SET PROBLEM: Take the entries below and reproduce them word for word.

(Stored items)
----------------

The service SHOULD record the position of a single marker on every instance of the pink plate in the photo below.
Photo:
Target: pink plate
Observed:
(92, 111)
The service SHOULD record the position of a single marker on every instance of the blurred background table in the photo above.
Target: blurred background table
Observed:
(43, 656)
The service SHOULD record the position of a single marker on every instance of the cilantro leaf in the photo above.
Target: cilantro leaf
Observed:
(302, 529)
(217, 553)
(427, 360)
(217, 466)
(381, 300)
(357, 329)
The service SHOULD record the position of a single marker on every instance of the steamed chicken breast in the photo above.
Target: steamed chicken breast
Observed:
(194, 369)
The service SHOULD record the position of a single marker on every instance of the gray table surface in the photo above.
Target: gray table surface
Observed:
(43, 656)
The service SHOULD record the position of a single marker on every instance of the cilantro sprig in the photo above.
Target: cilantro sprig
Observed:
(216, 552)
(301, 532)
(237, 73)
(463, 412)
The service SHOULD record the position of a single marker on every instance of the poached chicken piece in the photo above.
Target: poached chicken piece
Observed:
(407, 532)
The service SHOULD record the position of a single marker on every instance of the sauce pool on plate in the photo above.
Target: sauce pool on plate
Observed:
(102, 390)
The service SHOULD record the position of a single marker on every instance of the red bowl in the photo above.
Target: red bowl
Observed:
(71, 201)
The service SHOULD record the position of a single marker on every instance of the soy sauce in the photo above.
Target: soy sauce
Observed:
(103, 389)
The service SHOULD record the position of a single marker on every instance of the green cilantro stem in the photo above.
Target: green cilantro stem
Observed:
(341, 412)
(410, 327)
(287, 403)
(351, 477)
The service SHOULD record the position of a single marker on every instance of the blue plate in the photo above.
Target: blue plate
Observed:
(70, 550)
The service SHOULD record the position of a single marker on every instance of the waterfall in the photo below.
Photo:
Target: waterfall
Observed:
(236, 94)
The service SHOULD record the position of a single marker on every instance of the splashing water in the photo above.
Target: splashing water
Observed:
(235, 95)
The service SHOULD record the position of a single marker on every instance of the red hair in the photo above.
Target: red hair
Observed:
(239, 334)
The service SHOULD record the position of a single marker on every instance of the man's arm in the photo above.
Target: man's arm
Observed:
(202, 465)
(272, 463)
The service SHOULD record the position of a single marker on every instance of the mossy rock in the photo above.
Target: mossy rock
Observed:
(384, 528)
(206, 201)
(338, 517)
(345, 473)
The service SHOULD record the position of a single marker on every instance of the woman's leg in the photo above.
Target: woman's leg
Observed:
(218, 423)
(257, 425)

----------------

THE REPLY:
The service SHOULD record the position of a single marker on every instance of the pink plate in the photo below.
Photo:
Target: pink plate
Observed:
(92, 111)
The service SHOULD record the position of a single marker on every instance of the blurred background table in the photo above.
Target: blurred background table
Observed:
(43, 656)
The service SHOULD record the position of a single marker on every instance of the cilantro leaf in the photo above.
Target: cilantro leaf
Observed:
(302, 529)
(217, 553)
(427, 360)
(217, 466)
(381, 300)
(357, 329)
The service SHOULD record the position of a single marker on every instance of the steamed chicken breast in the photo above.
Target: steamed chicken breast
Observed:
(194, 369)
The service SHOULD record the position of a single marker on every instance of the gray table surface in the photo above.
Target: gray table surface
Observed:
(43, 656)
The service SHOULD record the position of a single marker on every instance of the cilantro sprig in the photo above.
Target: cilantro sprig
Observed:
(216, 552)
(301, 532)
(237, 73)
(463, 412)
The service SHOULD record the position of a single marker on every instance of the poached chicken piece in the photo above.
Target: poached chicken piece
Observed:
(407, 532)
The service SHOULD record the position of a single marker on every instance of the sauce pool on plate in the photo above.
Target: sauce pool on plate
Observed:
(102, 390)
The service SHOULD record the position of a single marker on every instance of the red bowl in the photo above.
Target: red bowl
Observed:
(71, 201)
The service SHOULD record the position of a single marker on every instance of the soy sauce in the photo above.
Target: soy sauce
Observed:
(103, 389)
The service SHOULD record the position of a single marker on every instance of the green cilantro stem in the photo above.
Target: green cilantro stem
Observed:
(341, 412)
(410, 327)
(287, 403)
(351, 477)
The service SHOULD record the position of a single marker on every instance of the blue plate in the photo above.
Target: blue plate
Observed:
(70, 550)
The service SHOULD record the position of a single marker on every instance of the waterfall in the photo below.
Photo:
Target: waterfall
Observed:
(236, 94)
The service SHOULD record the position of a single marker on every instance of the splashing water in the photo above.
Target: splashing water
Observed:
(235, 95)
The service SHOULD record the position of a single marker on every instance of the red hair in the photo above.
Target: red hair
Observed:
(239, 334)
The service SHOULD record the position of a single marker on every instance of the man's arm in the photo above.
Target: man's arm
Observed:
(202, 465)
(272, 463)
The service SHOULD record the position of a single marker on every instance of the mossy rock in the photo above.
Target: mossy rock
Observed:
(384, 528)
(206, 201)
(338, 517)
(345, 473)
The service SHOULD record the position of a single marker on every instance of the woman's leg in the photo above.
Target: woman's leg
Observed:
(218, 423)
(257, 425)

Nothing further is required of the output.